The prediction of how much manmade global warming we will see in the future (as well as how much past warming was manmade) depends upon something called “climate sensitivity”.
For many years, climate researchers have struggled to diagnose the Earth’s climate sensitivity from measurements of the real climate system. It’s almost a “holy grail” kind of search, because if we could discover the true value of the climate sensitivity, then we would basically know whether future global warming will be benign, catastrophic, or somewhere in between.
Here I present a new method of satellite data analysis which I believe reveals the climate sensitivity, and I also show why it has been so hard to diagnose from observations.
When the Earth warms, it emits more infrared radiation to outer space. This natural cooling mechanism is the same effect you feel at a distance from a hot stove. The hotter anything gets the more infrared energy it loses to its surroundings.
For the Earth, this natural cooling effect amounts to an average of 3.3 Watts per square meter for every 1 deg C that the Earth warms. There is no scientific disagreement on this value.
Climate sensitivity is how clouds and water vapor will change with warming to make that 3.3 Watts a bigger number (stronger natural cooling, called “negative feedback”), or smaller (weaker natural cooling, called “positive feedback”).
While there are other sources of change in the climate system, cloud and water vapor changes are likely to dominate climate sensitivity. The greater the sensitivity, the more the Earth will warm from increasing atmospheric greenhouse gas concentrations being produced by humans through the burning of fossil fuels.
There are three possibilities for climate sensitivity:
1. If clouds and water vapor don’t change as we add CO2 to the atmosphere, then the expected warming by 2100 would only be about 1 deg. C, which would not be a very big concern for most people. This is called the “zero-feedback” case.
2. If low clouds decrease, high (cirrus) clouds increase, or water vapor increases, then warming will be magnified. Most, if not all, climate models predict that clouds and water vapor will change like this, resulting in an amplification of the CO2-only warming of 1 deg C to as much as 4.5 deg. C or more. This is called the “positive-feedback” case, and the greater the positive feedback, the greater the warming. (NOTE: If the sum of all positive feedbacks more than cancel out the 3.3 Watt natural cooling, then the climate system is inherently unstable…this is why you sometimes hear of climate change “tipping points”.)
3. If the climate modelers are wrong — and low clouds increase, high clouds decrease or water vapor decreases with warming — then the effect will be to reduce the warming to less than 1 deg. C. For instance, if that 3.3 Watts of natural cooling mentioned earlier increased to as much as 8 Watts from cloud changes, the warming would be reduced to about 0.5 deg C by 2100. This is called the “negative feedback” case.
Read more from Roy Spencer here: http://www.weatherquestions.com/Climate-Sensitivity-Holy-Grail.htm
In this simplied version of a paper entitled ‘Chaotic Radiative Forcing, Feedback Stripes, and the Overestimation of Climate Sensitiviy’ submitted on June 25, 2008 to the Bulletin of the American Meteorological Society Dr Spencer goes on to conclude that:
1. Current satellite estimates of climate sensitivity have a spurious bias in the direction of high sensitivity.
2. This bias is probably due to small, natural fluctuations in cloud cover.
3. The true climate sensitivity only shows up during those shorter periods of time when non-radiative forcing (e.g. evaporation) is causing a relatively large source of temperature variability compared to that from cloud variability.
━━━━━━━━━━━━━━━━━━━━
= Exercise set =
(a) Answer these questions from the passage on climate sensitivity:
(i) How much natural cooling does the Earth gain for every 1 deg C that it warms?
(ii) In the "zero-feedback" case, about how much warming is expected by 2100?
(iii) To which publication was the paper on chaotic radiative forcing submitted?
(b) Reproduce the passage on climate sensitivity from the words "For many years, climate" up to and including the words "diagnose from observations.".

= Source data =
━━━━━━━━━━━━━━━━━━━━
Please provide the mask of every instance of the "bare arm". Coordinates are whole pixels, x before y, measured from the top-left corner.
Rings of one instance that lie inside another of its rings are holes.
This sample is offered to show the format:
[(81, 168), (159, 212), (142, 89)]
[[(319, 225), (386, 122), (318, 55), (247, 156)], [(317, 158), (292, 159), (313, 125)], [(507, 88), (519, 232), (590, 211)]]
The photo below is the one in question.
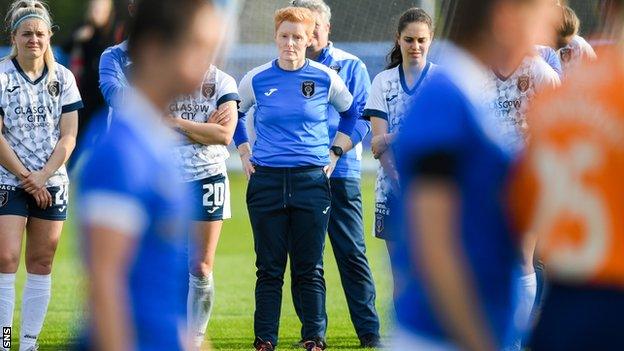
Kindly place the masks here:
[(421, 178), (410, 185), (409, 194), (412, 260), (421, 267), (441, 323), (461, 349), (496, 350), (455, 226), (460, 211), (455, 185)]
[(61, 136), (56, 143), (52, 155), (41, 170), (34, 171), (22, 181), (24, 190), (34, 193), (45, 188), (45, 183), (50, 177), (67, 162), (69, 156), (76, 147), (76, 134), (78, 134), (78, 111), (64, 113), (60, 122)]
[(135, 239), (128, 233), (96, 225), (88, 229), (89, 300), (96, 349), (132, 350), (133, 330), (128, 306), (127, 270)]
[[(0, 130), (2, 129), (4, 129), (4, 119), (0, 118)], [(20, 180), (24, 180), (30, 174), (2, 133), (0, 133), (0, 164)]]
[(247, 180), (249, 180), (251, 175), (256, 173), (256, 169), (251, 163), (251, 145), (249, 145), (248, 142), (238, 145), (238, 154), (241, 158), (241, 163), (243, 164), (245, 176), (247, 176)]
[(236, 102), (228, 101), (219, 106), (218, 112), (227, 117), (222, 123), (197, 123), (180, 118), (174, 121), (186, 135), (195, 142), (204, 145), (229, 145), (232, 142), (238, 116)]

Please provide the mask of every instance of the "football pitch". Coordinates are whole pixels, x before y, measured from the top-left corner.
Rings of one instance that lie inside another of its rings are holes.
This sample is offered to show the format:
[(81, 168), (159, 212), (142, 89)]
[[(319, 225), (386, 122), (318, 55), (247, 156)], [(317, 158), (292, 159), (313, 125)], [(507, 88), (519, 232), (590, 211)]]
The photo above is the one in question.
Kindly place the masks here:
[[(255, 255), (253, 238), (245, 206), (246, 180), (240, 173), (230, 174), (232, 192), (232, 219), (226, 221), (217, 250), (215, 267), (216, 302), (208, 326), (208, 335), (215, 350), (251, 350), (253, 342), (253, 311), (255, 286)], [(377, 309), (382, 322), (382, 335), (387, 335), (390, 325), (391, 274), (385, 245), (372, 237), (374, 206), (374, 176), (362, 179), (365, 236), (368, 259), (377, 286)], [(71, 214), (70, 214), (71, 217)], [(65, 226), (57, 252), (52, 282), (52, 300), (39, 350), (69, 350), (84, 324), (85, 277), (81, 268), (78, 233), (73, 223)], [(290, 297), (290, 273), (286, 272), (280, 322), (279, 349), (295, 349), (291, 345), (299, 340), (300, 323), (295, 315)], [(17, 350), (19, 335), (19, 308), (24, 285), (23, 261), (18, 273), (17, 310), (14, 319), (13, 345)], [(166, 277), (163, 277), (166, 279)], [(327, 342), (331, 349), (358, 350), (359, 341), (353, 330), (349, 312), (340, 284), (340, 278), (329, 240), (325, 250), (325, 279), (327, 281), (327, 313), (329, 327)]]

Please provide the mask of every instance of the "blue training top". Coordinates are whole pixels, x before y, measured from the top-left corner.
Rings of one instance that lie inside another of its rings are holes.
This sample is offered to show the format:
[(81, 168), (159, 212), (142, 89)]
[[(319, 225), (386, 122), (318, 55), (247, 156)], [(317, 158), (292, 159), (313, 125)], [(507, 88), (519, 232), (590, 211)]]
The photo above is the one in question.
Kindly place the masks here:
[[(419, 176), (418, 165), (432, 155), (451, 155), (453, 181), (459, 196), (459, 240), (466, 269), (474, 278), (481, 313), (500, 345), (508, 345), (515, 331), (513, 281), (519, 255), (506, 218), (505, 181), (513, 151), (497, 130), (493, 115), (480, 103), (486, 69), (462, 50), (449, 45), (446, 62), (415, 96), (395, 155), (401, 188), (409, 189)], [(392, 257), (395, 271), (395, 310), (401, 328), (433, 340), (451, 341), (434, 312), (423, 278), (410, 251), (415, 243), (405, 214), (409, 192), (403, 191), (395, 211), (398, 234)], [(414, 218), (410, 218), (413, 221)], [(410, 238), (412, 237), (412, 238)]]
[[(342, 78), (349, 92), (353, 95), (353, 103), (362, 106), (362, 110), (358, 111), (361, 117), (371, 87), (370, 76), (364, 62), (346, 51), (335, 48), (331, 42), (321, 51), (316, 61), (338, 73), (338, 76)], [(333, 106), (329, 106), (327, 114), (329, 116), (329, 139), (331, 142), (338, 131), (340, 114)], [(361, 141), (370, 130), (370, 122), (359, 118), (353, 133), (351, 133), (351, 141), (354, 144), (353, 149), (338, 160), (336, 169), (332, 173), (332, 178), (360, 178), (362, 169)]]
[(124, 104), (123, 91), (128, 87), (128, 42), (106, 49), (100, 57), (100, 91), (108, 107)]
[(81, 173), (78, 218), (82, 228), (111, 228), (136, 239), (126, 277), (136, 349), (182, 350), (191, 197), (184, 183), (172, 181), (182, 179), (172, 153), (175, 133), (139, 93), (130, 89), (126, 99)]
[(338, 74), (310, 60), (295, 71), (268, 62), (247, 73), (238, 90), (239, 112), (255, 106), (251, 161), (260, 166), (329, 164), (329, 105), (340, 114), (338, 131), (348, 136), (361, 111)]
━━━━━━━━━━━━━━━━━━━━
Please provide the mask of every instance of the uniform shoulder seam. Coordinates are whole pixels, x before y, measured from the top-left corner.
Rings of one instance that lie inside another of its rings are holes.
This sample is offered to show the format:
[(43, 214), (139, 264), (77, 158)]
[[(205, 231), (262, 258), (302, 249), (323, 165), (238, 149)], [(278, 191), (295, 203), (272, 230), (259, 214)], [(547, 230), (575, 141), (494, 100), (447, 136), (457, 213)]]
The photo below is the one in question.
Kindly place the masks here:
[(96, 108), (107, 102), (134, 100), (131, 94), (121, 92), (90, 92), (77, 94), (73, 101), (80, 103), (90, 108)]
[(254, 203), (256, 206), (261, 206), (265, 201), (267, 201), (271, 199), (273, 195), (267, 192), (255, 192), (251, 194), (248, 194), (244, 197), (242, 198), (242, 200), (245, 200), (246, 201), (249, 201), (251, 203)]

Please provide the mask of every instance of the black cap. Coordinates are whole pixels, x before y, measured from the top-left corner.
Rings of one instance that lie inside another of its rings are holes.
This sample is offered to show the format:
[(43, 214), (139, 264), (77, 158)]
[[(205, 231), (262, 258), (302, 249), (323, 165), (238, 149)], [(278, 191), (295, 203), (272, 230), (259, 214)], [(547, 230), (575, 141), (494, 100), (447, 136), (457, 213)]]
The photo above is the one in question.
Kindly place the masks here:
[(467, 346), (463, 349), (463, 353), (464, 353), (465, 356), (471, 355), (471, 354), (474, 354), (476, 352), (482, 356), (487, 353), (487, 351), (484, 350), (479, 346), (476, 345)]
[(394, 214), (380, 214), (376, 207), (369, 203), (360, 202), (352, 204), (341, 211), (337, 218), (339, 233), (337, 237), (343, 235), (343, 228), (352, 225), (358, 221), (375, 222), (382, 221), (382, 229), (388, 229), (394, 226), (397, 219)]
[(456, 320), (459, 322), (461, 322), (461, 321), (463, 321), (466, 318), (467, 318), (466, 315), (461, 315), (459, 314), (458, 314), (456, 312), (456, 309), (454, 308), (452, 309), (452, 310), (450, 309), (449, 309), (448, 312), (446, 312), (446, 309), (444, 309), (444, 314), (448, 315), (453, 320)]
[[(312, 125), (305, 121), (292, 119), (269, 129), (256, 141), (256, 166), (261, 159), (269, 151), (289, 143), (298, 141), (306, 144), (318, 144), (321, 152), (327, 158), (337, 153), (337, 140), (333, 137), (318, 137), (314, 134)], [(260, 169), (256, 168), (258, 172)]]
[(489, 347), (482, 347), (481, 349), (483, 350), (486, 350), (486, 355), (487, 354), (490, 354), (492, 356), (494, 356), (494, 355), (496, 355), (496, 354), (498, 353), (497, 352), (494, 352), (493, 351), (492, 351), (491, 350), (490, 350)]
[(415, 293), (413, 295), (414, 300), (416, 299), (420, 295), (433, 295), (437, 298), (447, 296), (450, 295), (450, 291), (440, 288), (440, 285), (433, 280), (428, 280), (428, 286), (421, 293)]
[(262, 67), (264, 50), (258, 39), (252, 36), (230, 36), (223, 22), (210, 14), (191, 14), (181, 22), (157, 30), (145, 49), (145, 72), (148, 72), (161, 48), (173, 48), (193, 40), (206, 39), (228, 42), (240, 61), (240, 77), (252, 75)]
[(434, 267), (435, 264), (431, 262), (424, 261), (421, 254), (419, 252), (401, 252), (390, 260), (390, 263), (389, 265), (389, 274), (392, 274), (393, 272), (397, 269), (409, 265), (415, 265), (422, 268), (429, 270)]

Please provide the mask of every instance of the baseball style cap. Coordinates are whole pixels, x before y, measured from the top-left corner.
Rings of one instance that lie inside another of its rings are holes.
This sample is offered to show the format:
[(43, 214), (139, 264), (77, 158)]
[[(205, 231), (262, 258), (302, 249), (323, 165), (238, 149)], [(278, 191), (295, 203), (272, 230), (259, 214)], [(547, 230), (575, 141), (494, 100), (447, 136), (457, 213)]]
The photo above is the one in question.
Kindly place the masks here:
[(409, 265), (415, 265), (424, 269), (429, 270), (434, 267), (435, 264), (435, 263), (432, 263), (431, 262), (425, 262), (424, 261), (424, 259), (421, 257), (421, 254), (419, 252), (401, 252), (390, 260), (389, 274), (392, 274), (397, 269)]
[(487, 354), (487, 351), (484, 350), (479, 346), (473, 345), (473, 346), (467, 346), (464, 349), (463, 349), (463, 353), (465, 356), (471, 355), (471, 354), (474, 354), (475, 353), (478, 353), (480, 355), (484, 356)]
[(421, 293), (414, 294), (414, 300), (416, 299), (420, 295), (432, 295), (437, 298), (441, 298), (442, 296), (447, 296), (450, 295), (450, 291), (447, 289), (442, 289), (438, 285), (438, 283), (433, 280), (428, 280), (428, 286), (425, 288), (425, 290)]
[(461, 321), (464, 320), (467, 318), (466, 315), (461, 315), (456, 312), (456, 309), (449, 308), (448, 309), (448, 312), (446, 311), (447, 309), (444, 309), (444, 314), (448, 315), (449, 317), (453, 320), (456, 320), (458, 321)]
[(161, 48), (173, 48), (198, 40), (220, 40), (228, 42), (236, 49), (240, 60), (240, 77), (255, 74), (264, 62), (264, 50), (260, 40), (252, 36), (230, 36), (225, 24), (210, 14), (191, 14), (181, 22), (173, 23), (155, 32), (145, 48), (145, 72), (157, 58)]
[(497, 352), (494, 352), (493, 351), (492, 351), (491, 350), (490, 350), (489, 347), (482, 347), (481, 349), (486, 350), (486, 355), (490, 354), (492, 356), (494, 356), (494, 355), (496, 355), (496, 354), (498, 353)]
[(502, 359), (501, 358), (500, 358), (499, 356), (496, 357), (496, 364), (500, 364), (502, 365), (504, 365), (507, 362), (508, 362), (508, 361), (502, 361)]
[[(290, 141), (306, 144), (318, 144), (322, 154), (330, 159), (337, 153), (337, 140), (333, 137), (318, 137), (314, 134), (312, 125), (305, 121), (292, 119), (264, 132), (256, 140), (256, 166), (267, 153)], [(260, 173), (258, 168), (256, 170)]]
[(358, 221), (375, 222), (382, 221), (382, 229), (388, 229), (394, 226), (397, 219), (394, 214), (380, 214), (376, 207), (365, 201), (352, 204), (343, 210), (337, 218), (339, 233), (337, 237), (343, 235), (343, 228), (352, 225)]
━━━━━━━━━━━━━━━━━━━━
= Responses to the tasks =
(a)
(i) An average of 3.3 Watts per square meter.
(ii) About 1 deg. C.
(iii) The Bulletin of the American Meteorological Society.

(b)
For many years, climate researchers have struggled to diagnose the Earth’s climate sensitivity from measurements of the real climate system. It’s almost a “holy grail” kind of search, because if we could discover the true value of the climate sensitivity, then we would basically know whether future global warming will be benign, catastrophic, or somewhere in between.
Here I present a new method of satellite data analysis which I believe reveals the climate sensitivity, and I also show why it has been so hard to diagnose from observations.